# Does anyone else think men look sexy in jods?!?



## hannabanana (14 August 2010)

I do!! I think men just look better in them than women do! I've seen a few goodlookers riding and I cant resist but look at their bot when there wearing a pair! I also thought Will Young looked good in them in that music video he did a while back, and dare I say...Alex Reid! (I am not a fan, I just thought he looked appealing in riding gear ).


I think I might just buy a pair for my non horsey boyfriend to wear


----------



## Dobby (14 August 2010)

Yep! None of my friends understand, but I love the look of men in jodhpurs and riding boots. Unfortunatly I don't have any male riding friends to leer at


----------



## hannabanana (14 August 2010)

Ah poo Dobby! You will just have to get the non horsey men to model some riding gear out for you.....You will just have to imagine them riding a horse


----------



## dibbin (14 August 2010)

Breeches, yes. Jods, NO! There's a guy at our yard who wears ludicrously tight ones ... you can see EVERYTHING, it's put me off men in jods for life!


----------



## perfect11s (14 August 2010)

Oh another sexist post... Im realy offended


----------



## moses06 (14 August 2010)

UGGGGHHHH!! No!! they just look wrong, very wrong...


----------



## skewbald_again (14 August 2010)

Not personally, but my teenage daughters tell me polo breeches at half mast are to die for.


----------



## Flibble (14 August 2010)

No No Never a good tight pair of straight leg jeans and a black shirt with the sleeves turned back a few times (below elbow) oh and a nice pair of cuban heeled boots


----------



## niagaraduval (14 August 2010)

jods no breeches YES I really like andrew gould (I know..I know...) good looking (to me anyway) and an excellent rider  Was watching his videos on youtube yesterday


----------



## kiteman0 (14 August 2010)

I'll have to post a picture of me wearing my breaches/jods
See if I look sexy. 
My wife thinks not


----------



## Dolcé (14 August 2010)

Nooooooooooooo............................never!


----------



## Ranyhyn (14 August 2010)

Ew good god no!!!


----------



## NeilM (14 August 2010)

Only a woman could get away with posting a thread like this 


I'm off to have a shower now, I feel so dirty and exploited


----------



## thinlizzy (14 August 2010)

What this exercise asks:
A. In the forum thread, what does dibbin say has put them off men in jods for life?
B. Quote the forum thread from "## NeilM (14" to "thinlizzy (14 August 2010)".
The material that comes after has no connection to the forum thread.

Entries provided:
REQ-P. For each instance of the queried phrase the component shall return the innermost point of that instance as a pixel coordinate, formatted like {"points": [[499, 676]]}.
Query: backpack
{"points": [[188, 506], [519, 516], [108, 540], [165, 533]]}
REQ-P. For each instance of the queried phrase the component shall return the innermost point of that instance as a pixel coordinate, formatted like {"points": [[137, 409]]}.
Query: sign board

...

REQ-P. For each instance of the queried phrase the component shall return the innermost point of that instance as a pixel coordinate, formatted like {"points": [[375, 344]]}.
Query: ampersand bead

Answers by task:
A. A guy at their yard who wears ludicrously tight jods, in which you can see everything.

B.
## NeilM (14 August 2010)

Only a woman could get away with posting a thread like this 


I'm off to have a shower now, I feel so dirty and exploited


----------



## thinlizzy (14 August 2010)